Stored data =>
↓↓↓

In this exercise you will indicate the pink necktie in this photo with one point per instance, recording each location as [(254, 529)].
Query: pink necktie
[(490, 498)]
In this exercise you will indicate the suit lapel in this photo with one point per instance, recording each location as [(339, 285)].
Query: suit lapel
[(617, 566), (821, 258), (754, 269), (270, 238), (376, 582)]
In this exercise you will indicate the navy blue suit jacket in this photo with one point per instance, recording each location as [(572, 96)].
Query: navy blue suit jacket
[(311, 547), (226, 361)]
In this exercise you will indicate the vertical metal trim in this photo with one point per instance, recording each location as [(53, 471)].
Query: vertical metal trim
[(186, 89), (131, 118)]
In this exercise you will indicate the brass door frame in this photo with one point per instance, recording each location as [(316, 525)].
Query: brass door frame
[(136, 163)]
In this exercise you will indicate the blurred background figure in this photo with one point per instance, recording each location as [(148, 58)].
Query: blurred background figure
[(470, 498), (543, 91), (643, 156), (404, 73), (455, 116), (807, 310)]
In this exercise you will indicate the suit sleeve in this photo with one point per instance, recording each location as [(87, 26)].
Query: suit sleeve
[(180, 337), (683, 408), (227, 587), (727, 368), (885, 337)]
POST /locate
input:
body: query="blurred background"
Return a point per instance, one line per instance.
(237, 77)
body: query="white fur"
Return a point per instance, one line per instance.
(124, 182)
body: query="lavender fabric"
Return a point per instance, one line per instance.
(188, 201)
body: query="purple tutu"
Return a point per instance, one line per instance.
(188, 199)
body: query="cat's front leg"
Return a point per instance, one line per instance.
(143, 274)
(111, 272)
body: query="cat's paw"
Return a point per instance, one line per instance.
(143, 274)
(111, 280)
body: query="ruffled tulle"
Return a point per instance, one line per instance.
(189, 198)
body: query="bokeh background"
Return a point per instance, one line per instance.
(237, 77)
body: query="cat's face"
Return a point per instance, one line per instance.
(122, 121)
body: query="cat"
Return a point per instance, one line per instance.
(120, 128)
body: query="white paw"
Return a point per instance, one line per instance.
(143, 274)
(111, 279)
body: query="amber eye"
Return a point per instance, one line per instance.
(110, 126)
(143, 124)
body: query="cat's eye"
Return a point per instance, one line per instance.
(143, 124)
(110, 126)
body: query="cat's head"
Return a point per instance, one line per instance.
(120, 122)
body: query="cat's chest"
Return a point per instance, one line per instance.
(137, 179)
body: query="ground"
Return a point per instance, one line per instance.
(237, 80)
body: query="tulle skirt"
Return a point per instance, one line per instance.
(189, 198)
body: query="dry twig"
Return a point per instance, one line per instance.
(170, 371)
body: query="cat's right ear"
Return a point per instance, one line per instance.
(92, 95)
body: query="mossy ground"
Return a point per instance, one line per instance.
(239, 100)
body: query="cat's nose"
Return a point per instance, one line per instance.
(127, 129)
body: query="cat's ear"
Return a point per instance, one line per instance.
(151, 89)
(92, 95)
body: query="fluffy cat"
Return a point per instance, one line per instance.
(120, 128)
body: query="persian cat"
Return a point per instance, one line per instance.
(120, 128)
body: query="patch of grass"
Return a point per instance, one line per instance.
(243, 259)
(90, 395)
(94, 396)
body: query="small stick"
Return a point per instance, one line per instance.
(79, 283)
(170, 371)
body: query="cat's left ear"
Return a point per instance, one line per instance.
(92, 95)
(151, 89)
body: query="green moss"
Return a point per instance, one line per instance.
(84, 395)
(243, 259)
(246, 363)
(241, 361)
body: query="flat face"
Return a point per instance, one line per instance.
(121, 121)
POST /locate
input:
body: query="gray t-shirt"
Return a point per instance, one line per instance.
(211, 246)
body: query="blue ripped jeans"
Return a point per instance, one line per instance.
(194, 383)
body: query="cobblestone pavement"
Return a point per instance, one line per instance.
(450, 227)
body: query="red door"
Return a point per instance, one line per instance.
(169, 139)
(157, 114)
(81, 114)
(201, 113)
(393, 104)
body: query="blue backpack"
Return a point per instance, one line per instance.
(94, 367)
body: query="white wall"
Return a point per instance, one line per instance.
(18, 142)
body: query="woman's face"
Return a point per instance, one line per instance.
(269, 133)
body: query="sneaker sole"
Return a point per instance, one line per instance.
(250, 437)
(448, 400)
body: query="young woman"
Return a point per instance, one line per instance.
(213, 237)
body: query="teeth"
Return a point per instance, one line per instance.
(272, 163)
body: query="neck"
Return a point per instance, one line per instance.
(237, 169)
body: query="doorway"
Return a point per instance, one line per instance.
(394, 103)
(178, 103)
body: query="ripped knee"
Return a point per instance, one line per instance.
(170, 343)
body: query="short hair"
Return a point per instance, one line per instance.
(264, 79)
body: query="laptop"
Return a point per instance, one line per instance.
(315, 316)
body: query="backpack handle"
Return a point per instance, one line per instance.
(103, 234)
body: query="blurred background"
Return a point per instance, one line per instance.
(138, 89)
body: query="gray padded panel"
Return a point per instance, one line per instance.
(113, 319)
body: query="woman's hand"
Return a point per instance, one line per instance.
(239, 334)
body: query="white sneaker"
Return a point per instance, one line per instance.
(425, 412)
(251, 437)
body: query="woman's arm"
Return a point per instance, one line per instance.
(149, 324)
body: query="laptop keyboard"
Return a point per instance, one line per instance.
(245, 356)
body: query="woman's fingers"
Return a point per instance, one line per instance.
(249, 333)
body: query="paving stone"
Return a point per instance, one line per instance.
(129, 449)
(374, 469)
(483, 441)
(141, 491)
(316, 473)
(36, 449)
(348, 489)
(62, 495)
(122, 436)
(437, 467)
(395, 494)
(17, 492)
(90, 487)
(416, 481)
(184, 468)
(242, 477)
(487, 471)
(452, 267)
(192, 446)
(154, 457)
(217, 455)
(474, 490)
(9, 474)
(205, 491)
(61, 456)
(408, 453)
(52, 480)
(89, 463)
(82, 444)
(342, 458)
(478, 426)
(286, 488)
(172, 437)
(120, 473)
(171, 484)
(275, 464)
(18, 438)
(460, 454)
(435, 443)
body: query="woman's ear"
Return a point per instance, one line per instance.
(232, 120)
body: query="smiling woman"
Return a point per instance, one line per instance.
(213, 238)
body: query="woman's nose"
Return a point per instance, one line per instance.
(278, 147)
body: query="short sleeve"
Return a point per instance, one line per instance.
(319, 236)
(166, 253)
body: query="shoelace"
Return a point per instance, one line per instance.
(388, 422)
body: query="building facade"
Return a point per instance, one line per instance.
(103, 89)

↑↑↑

Work to be completed =>
Shift every coordinate in the answers up by 134, and give again everything from the start of the listing down to the line "[(617, 566), (821, 258), (754, 269), (270, 238), (376, 582)]", requests included.

Result =>
In this exercise you will indicate the pink necktie in this photo with one point per instance, recording each location as [(254, 529)].
Query: pink necktie
[(624, 632)]
In this exercise you will indicate the suit lapel in this photo with one point per instance, recording each location as [(339, 285)].
Query: suit lapel
[(751, 700), (955, 392), (888, 403), (404, 372), (510, 716)]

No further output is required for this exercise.